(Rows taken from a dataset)
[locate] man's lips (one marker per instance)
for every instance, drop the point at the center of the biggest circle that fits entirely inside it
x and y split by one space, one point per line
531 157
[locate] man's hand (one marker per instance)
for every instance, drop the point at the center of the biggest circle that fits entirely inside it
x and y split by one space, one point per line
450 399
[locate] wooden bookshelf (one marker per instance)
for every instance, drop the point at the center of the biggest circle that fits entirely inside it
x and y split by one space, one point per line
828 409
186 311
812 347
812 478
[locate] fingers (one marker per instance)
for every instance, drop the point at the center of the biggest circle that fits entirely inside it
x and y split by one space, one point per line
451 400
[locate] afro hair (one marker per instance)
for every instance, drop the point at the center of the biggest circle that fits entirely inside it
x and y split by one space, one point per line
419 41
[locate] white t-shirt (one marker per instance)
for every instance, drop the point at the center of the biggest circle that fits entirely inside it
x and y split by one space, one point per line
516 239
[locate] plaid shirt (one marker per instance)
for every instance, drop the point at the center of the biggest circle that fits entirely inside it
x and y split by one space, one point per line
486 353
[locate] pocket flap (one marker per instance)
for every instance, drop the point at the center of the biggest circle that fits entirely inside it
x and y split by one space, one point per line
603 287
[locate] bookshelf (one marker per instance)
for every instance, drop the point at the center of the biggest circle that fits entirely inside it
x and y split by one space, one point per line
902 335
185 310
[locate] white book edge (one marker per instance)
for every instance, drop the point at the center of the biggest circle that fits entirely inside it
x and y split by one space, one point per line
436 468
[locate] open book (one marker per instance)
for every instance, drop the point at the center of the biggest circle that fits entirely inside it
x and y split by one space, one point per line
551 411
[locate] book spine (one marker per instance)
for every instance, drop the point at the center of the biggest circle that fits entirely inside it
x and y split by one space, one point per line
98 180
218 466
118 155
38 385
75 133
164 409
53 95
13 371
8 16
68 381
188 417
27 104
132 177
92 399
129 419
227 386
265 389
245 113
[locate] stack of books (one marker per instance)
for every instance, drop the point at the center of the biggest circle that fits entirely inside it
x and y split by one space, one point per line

* **What the exercise asks**: Output the listing's lines as a JSON list of strings, one string per line and no blank lines. Start at the line containing "[locate] stack of" and end at the final line of the listing.

* **Output**:
[
  "[locate] stack of books (one marker per instance)",
  "for every instance, drop the point at the center of the biggest circle that fits entirely inside it",
  "x and y split by one space, one point per line"
]